#### Source passage:

▼

Of course distance based charging is not new. Even excluding the handful of US states with rather simple paper based truck weight/distance taxes, New Zealand has been a pioneer with distance based Road User Charges (RUC) since 1978 for all vehicles over 3.5 tonnes on all public roads, and all diesel vehicles (including cars, vans and other light vehicles). Switzerland introduced distance based charging, called the LSVA, in 2001 on all vehicles over 3.5 tonnes on all public roads (after a referendum). Germany more famously introduced distance based charging, called LKW-Maut, in 2005 on all trucks over 12 tonnes on all motorways (and some A roads). Austria introduced distance based charging, called Go-Maut, for all vehicles over 3.5 tonnes on motorways in 2004. The Czech Republic, Slovakia and Poland also have similar systems using different technology. French and Belgian administrations are progressing such systems for introduction in the next couple of years, with the Danish government announcing it intends to introduce such a heavy vehicle charging system as well.

▲

#### Exercise data:
▼

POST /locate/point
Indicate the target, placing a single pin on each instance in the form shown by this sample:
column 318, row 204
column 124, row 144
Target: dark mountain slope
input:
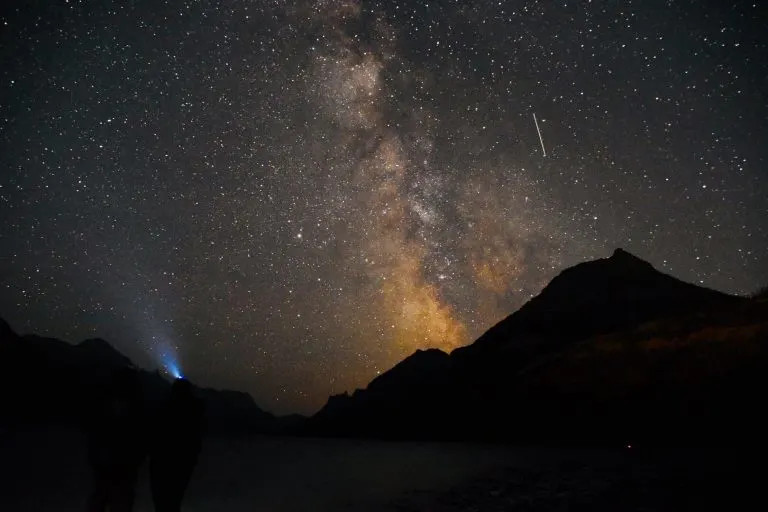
column 488, row 391
column 51, row 381
column 592, row 298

▲

#### Assignment:
In the passage on distance-based road charging, what is the name of the system Germany introduced in 2005?

#### Task response:
LKW-Maut